## TASKS TO PERFORM
• a. Can you repeat, word for word, the passage of the Online Safety Bill article from "The major thing" up to and including "to the regulator."?
• b. How would you sum up the Online Safety Bill article in two sentences?
• c. How would you render this sentence from the Online Safety Bill article in Spanish: "In principle, I think the ideal digital regulator would be a new agency."?

----- PAGE TEXT -----

The United Kingdom’s new Online Safety Bill sets rules for regulating online content for companies that provide service to a significant number of UK residents. In many ways the bill parallels the European Union’s Digital Services Act, which was adopted last October, in imposing some procedural and process rules to bring online content disorder under control without infringing on free speech and privacy. Some elements of the new UK law might be usable in other jurisdictions, including Canada and the United States.

The major thing the new law gets right is to assign implementation and enforcement to a regulator, rather than to attempt to write the details of policy in the text of the legislation. The law provides instructions to the regulator to make specific determinations based on policies set in the law itself. But the details of the final balancing of sometimes-conflicting policy goals is assigned to the regulator.

That regulator is the Office of Communications — or, Ofcom — the agency that historically has regulated broadcasting and telecom in the United Kingdom, just as the Federal Communications Commission in the United States, or the Canadian Radio-television and Telecommunications Commission in Canada, has. In preparation, the agency has been hiring hundreds of staff to implement and enforce the law, including some very senior and experienced people.

In principle, I think the ideal digital regulator would be a new agency. In my forthcoming book, Regulating Digital Industries, I argue that the United States should establish a digital regulator empowered to set competition, privacy and content moderation rules for companies operating in core digital industries, which include search, e-commerce, social media, the mobile app infrastructure and advertising technology. Given the political realities in the United States, creating the new agency would likely be done in two stages, with the first being assigning the key digital responsibilities to an existing economy-wide law enforcement agency, the Federal Trade Commission. Ultimately, I think Congress would have to move jurisdiction to a new sectoral regulator to provide needed expertise and focus.

----- GIVEN RECORDS -----

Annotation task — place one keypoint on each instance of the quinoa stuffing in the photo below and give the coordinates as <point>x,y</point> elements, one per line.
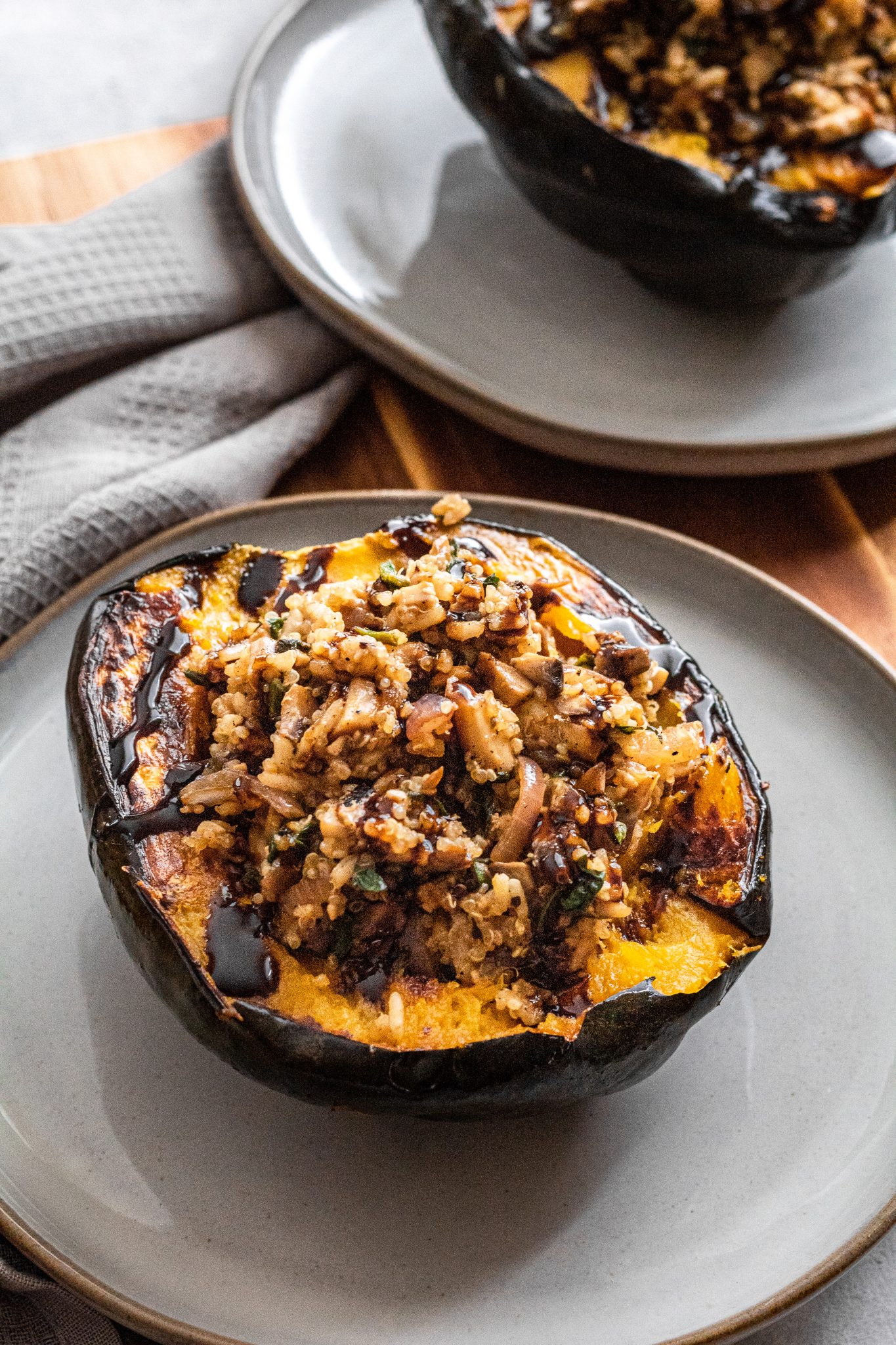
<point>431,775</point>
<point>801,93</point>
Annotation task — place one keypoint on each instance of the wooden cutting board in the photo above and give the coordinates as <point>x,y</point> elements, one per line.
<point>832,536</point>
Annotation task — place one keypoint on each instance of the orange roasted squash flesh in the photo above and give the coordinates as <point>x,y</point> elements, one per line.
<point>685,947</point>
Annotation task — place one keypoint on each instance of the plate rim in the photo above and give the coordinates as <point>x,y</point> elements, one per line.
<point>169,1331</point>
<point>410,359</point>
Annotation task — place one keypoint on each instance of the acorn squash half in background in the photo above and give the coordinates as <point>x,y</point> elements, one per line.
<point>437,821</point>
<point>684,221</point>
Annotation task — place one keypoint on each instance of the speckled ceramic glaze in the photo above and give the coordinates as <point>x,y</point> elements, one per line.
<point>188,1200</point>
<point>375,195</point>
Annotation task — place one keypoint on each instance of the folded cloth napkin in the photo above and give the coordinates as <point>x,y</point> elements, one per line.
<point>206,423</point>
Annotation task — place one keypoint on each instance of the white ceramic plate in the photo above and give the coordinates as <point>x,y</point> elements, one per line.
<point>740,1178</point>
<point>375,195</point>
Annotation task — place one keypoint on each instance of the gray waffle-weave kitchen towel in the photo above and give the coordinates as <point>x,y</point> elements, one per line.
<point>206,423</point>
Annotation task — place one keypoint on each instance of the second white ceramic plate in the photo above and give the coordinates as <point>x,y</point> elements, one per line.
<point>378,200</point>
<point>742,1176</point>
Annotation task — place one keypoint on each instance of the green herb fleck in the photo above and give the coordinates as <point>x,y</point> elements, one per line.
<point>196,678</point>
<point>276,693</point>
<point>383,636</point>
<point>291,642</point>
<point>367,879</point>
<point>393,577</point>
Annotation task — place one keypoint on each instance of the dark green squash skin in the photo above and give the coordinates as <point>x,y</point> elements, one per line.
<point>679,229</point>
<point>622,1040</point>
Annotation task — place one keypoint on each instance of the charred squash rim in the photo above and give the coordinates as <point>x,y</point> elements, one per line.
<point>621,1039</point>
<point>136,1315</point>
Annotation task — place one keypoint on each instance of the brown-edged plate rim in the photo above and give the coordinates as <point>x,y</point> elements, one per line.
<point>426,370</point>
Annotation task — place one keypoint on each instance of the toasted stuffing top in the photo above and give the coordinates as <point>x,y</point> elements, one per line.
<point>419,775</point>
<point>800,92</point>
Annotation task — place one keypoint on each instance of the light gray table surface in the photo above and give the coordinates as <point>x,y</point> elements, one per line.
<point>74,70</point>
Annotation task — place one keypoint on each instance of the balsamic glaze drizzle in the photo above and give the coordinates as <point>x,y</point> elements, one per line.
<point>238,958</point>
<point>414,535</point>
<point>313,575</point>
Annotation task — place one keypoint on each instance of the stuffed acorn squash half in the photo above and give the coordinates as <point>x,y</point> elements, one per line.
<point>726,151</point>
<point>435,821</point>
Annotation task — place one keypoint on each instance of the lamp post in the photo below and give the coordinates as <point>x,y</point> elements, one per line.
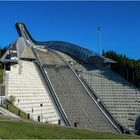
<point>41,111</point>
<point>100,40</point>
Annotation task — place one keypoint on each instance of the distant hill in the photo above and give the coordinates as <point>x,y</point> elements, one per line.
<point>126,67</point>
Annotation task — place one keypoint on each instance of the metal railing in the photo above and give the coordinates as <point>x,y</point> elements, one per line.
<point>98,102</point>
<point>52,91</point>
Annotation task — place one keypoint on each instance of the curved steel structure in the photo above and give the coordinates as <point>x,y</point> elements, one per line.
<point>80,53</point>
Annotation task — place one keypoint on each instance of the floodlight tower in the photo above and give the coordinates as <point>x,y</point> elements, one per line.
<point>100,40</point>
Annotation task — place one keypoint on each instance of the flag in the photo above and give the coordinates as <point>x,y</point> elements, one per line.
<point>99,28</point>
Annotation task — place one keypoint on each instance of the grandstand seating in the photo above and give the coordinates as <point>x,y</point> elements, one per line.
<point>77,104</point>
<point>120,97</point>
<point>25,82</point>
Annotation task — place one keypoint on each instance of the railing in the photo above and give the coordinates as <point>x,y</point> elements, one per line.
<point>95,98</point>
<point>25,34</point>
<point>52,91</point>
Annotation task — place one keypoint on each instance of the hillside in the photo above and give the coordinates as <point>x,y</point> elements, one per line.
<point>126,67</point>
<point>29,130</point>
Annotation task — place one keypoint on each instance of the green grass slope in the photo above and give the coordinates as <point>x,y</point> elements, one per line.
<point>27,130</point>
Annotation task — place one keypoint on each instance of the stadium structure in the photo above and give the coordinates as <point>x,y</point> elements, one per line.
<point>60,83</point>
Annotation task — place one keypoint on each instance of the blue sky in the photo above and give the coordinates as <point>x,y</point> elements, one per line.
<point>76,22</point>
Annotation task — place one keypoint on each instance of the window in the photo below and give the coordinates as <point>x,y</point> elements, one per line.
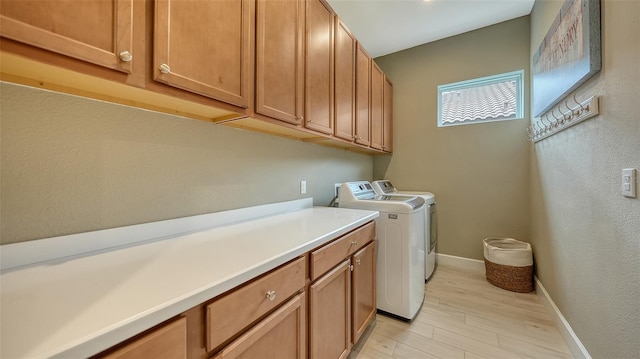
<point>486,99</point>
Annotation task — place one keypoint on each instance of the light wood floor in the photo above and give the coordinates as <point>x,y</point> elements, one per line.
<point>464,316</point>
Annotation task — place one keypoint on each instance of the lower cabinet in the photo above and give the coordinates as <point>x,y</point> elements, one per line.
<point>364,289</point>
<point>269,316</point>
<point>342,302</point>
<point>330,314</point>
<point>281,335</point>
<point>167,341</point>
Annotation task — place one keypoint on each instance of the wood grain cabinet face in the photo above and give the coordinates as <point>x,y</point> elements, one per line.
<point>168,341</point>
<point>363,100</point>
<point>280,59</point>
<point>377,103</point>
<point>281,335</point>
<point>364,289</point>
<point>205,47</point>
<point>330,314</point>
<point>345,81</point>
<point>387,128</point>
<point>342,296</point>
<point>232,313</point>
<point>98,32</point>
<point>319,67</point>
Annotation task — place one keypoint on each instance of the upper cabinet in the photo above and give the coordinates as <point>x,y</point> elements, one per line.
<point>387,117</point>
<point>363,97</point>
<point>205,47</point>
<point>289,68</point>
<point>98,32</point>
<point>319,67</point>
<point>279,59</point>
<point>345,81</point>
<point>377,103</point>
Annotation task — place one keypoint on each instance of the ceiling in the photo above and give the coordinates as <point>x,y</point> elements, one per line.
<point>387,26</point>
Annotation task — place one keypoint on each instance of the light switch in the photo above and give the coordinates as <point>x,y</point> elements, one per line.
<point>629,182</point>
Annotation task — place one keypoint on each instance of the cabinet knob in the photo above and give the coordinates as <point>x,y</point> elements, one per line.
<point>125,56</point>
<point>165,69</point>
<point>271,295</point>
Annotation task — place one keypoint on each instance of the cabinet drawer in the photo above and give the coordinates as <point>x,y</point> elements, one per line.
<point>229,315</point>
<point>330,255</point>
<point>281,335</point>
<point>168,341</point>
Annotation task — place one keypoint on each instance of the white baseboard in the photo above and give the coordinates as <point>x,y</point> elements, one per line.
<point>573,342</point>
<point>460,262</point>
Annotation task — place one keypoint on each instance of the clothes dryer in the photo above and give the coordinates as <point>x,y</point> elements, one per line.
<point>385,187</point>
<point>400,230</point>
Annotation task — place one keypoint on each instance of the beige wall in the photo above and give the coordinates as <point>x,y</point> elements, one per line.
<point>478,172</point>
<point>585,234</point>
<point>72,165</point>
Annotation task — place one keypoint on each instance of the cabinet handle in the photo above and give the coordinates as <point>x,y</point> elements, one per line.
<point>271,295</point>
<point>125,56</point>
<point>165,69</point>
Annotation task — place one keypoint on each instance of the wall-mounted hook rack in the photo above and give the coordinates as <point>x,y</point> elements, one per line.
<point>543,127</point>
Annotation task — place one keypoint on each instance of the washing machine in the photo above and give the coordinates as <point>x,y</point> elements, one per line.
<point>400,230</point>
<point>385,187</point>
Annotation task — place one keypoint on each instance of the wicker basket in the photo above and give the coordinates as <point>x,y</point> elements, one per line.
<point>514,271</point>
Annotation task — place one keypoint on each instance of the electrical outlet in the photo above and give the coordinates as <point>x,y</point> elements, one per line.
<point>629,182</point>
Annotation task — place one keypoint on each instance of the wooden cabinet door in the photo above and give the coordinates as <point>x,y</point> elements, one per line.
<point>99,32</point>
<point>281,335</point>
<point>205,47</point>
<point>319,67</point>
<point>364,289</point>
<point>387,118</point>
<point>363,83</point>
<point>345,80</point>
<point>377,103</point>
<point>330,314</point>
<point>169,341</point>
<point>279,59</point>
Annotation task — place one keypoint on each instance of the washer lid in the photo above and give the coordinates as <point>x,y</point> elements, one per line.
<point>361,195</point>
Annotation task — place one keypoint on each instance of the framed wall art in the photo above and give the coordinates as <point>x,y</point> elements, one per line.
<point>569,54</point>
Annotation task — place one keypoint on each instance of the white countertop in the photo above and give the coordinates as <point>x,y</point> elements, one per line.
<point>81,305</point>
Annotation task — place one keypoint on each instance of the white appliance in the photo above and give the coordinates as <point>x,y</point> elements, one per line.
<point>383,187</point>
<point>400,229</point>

-----

## ANSWERS TO THE PROBLEMS
• a.
The major thing the new law gets right is to assign implementation and enforcement to a regulator, rather than to attempt to write the details of policy in the text of the legislation. The law provides instructions to the regulator to make specific determinations based on policies set in the law itself. But the details of the final balancing of sometimes-conflicting policy goals is assigned to the regulator.

• b. The UK's Online Safety Bill sets rules on online content for companies serving a significant number of UK residents, parallels the EU's Digital Services Act, and leaves implementation and enforcement to the regulator Ofcom, which has been hiring hundreds of staff. The writer argues that the United States should create a digital regulator, first by giving key responsibilities to the Federal Trade Commission and eventually by moving jurisdiction to a new sectoral regulator.

• c. En principio, creo que el regulador digital ideal sería una nueva agencia.